Your instructions — Output the following material again, character for character, with no changes.

Input data —
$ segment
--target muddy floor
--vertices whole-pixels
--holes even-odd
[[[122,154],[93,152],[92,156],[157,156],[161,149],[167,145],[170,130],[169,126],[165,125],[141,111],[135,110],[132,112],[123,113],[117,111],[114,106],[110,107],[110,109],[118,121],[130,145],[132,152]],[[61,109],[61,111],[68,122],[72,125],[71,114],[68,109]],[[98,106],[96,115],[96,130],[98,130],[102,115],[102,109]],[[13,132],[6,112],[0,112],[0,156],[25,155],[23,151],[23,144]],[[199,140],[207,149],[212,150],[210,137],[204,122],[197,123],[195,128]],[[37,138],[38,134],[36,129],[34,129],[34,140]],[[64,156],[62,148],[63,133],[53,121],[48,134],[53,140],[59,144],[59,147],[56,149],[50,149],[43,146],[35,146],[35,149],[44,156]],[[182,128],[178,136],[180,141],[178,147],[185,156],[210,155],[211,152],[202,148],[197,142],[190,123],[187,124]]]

Solution below —
$ segment
--target muddy floor
--vertices whole-pixels
--holes even-odd
[[[122,154],[93,152],[92,156],[157,156],[161,149],[167,145],[170,130],[169,126],[165,125],[141,111],[135,110],[132,112],[123,113],[117,111],[114,106],[110,107],[110,109],[118,121],[130,145],[132,152]],[[61,109],[61,111],[68,122],[72,125],[71,114],[68,109]],[[98,106],[96,115],[96,130],[98,130],[102,115],[102,109]],[[13,132],[6,112],[0,112],[0,156],[25,155],[23,151],[23,144]],[[199,140],[207,149],[212,150],[210,137],[204,122],[197,123],[195,128]],[[37,138],[38,134],[36,129],[34,129],[34,140]],[[64,156],[62,148],[63,133],[53,121],[48,134],[53,140],[59,144],[59,147],[56,149],[50,149],[43,146],[35,146],[35,149],[44,156]],[[182,128],[178,136],[180,141],[178,147],[185,156],[210,155],[211,152],[202,148],[197,142],[190,123],[187,124]]]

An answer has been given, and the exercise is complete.